Object point labels:
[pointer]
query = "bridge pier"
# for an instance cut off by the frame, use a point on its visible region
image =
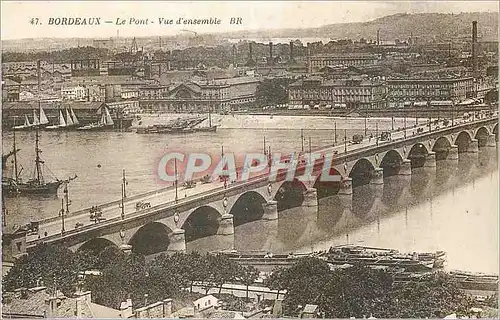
(405, 169)
(310, 198)
(430, 161)
(473, 146)
(345, 186)
(177, 241)
(126, 248)
(453, 153)
(377, 177)
(226, 226)
(491, 141)
(270, 210)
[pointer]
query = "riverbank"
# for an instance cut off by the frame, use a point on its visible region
(283, 122)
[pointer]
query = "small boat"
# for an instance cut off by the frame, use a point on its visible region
(37, 122)
(106, 122)
(62, 123)
(26, 126)
(37, 184)
(359, 255)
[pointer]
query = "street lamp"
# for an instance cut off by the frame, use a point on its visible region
(224, 204)
(345, 140)
(302, 138)
(270, 190)
(62, 215)
(176, 219)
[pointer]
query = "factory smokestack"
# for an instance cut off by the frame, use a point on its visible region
(250, 51)
(270, 53)
(309, 66)
(234, 55)
(474, 47)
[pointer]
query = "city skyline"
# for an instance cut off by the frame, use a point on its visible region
(256, 16)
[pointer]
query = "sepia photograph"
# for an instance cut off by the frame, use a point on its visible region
(281, 159)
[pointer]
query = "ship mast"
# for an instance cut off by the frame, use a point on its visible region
(38, 161)
(15, 157)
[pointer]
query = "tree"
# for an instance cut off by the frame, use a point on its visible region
(434, 295)
(54, 265)
(248, 275)
(125, 277)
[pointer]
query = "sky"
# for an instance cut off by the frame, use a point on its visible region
(256, 15)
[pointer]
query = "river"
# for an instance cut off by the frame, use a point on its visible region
(455, 210)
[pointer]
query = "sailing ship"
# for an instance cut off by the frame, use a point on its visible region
(210, 127)
(70, 123)
(37, 122)
(106, 122)
(37, 184)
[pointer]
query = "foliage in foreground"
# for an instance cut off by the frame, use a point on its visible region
(364, 292)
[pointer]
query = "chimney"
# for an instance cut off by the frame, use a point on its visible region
(309, 66)
(79, 306)
(474, 47)
(167, 308)
(270, 52)
(51, 307)
(234, 55)
(126, 309)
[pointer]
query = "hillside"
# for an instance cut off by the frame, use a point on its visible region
(399, 26)
(431, 26)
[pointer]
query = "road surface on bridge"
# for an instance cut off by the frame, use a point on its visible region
(53, 225)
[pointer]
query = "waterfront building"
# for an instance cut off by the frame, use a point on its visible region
(38, 303)
(77, 93)
(354, 92)
(200, 96)
(420, 91)
(317, 62)
(10, 90)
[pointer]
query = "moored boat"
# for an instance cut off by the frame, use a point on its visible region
(37, 184)
(105, 123)
(359, 255)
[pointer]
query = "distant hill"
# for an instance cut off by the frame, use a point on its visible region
(398, 26)
(430, 26)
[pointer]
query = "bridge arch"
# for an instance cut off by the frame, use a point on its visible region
(247, 208)
(97, 245)
(361, 173)
(290, 194)
(418, 155)
(391, 163)
(327, 188)
(482, 135)
(151, 238)
(202, 222)
(442, 147)
(462, 141)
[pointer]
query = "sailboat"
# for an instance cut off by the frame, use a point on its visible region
(37, 184)
(74, 118)
(61, 125)
(210, 127)
(106, 122)
(37, 122)
(26, 126)
(69, 121)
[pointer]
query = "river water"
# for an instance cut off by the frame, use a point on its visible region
(454, 209)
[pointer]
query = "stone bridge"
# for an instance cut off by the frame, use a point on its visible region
(167, 227)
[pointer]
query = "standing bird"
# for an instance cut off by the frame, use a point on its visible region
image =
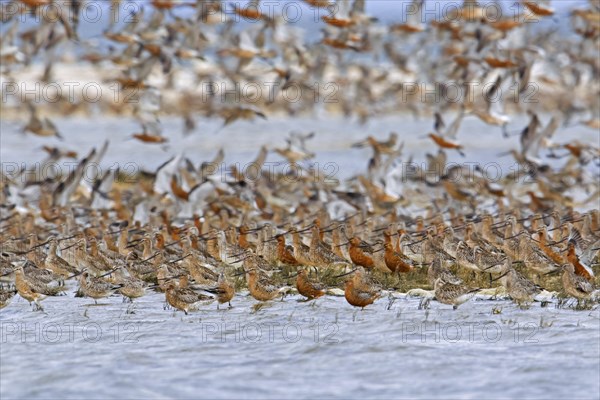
(183, 298)
(575, 285)
(307, 288)
(360, 293)
(27, 289)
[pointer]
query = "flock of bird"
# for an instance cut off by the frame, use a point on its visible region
(197, 235)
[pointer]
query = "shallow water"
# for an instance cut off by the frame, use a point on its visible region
(304, 350)
(293, 349)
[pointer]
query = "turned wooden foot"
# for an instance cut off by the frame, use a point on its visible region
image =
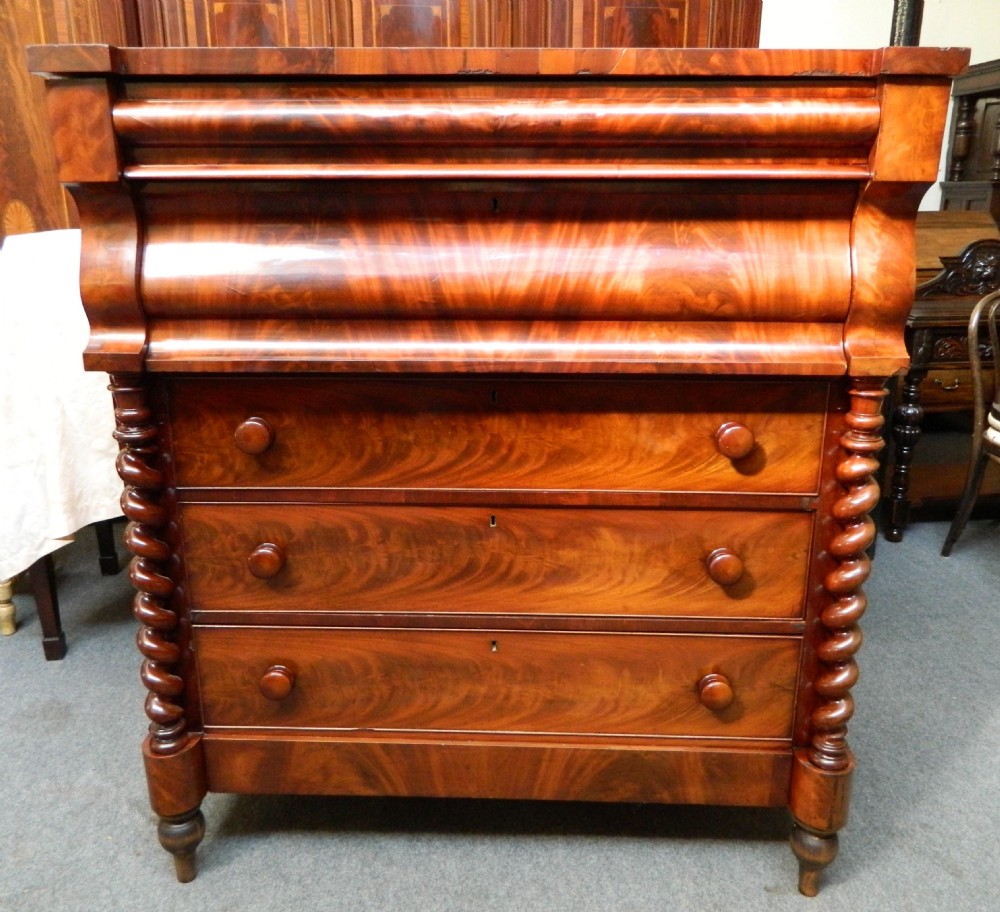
(8, 619)
(814, 852)
(180, 836)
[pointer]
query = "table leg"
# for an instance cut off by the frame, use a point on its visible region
(43, 583)
(906, 419)
(8, 618)
(107, 555)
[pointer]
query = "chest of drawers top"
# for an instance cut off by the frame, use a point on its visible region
(520, 210)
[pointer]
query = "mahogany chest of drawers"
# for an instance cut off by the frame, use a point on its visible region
(499, 423)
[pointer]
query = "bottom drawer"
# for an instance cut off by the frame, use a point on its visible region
(498, 681)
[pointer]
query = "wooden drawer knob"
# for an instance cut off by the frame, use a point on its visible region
(266, 560)
(724, 567)
(734, 440)
(277, 682)
(715, 692)
(254, 436)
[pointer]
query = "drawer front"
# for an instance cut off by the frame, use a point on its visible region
(537, 435)
(944, 389)
(497, 681)
(696, 563)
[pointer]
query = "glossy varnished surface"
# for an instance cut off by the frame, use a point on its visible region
(498, 434)
(487, 559)
(746, 64)
(356, 578)
(498, 252)
(511, 681)
(548, 768)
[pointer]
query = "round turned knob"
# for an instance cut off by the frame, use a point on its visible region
(724, 567)
(715, 692)
(266, 560)
(254, 436)
(734, 440)
(277, 682)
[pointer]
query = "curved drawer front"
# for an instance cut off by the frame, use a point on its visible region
(535, 435)
(493, 681)
(251, 557)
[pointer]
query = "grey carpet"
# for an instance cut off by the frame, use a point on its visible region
(76, 832)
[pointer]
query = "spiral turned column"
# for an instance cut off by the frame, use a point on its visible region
(821, 776)
(861, 443)
(138, 438)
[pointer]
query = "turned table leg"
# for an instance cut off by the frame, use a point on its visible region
(106, 551)
(8, 617)
(906, 419)
(180, 836)
(814, 852)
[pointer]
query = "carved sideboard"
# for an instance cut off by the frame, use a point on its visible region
(973, 178)
(939, 377)
(499, 423)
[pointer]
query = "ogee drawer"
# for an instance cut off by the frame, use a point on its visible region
(498, 681)
(536, 435)
(690, 563)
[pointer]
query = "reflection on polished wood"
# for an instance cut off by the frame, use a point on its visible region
(512, 412)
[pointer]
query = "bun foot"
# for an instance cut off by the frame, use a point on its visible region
(814, 852)
(180, 836)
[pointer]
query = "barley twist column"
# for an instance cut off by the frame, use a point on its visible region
(181, 826)
(822, 774)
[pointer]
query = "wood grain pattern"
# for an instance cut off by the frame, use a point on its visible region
(450, 23)
(540, 435)
(604, 347)
(492, 560)
(510, 681)
(507, 585)
(431, 251)
(483, 63)
(311, 765)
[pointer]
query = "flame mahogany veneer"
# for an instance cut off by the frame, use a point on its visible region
(499, 423)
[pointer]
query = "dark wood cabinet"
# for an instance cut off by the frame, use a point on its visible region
(973, 178)
(499, 422)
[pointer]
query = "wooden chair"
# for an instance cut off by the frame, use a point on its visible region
(986, 417)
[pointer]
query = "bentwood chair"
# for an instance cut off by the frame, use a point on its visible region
(986, 418)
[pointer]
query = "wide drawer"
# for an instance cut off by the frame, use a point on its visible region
(944, 389)
(363, 558)
(498, 681)
(535, 435)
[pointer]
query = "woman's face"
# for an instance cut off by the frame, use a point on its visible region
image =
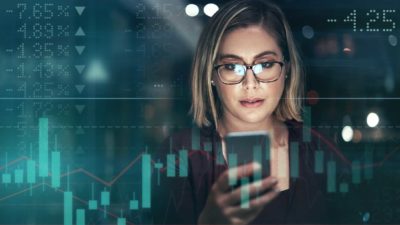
(250, 102)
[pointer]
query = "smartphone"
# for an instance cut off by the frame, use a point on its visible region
(246, 147)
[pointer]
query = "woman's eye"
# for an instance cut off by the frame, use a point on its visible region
(230, 66)
(267, 64)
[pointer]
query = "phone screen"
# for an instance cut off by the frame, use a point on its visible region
(246, 147)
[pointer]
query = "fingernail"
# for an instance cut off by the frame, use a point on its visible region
(256, 166)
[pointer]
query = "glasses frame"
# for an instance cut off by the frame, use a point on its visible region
(216, 67)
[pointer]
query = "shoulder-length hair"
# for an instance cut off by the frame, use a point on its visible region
(206, 107)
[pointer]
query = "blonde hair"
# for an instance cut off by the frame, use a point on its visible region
(206, 108)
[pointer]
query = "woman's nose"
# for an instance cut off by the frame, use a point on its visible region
(250, 81)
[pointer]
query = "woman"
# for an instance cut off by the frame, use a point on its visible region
(246, 76)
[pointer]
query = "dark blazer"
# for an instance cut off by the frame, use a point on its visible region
(180, 200)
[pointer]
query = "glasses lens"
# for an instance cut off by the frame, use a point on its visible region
(267, 71)
(231, 73)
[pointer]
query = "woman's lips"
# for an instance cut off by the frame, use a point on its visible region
(251, 103)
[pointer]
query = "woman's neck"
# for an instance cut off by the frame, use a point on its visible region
(225, 126)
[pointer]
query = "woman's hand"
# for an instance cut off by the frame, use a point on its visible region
(223, 203)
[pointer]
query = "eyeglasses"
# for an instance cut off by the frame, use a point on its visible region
(265, 72)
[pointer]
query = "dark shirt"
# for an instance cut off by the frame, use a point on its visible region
(180, 200)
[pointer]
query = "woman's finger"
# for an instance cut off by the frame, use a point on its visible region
(252, 189)
(232, 175)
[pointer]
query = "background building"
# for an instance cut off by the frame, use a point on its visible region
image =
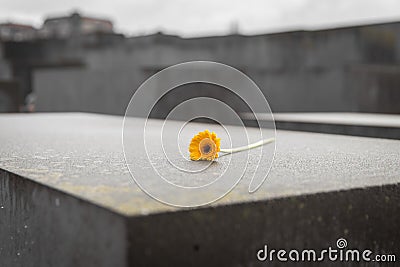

STATED TASK: Pull out every line of the rows above that contains the word "turned". Case counts.

RESULT BELOW:
query = "turned wooden foot"
query = "round turned knob"
query = "spiral turned column"
query = "turned table leg"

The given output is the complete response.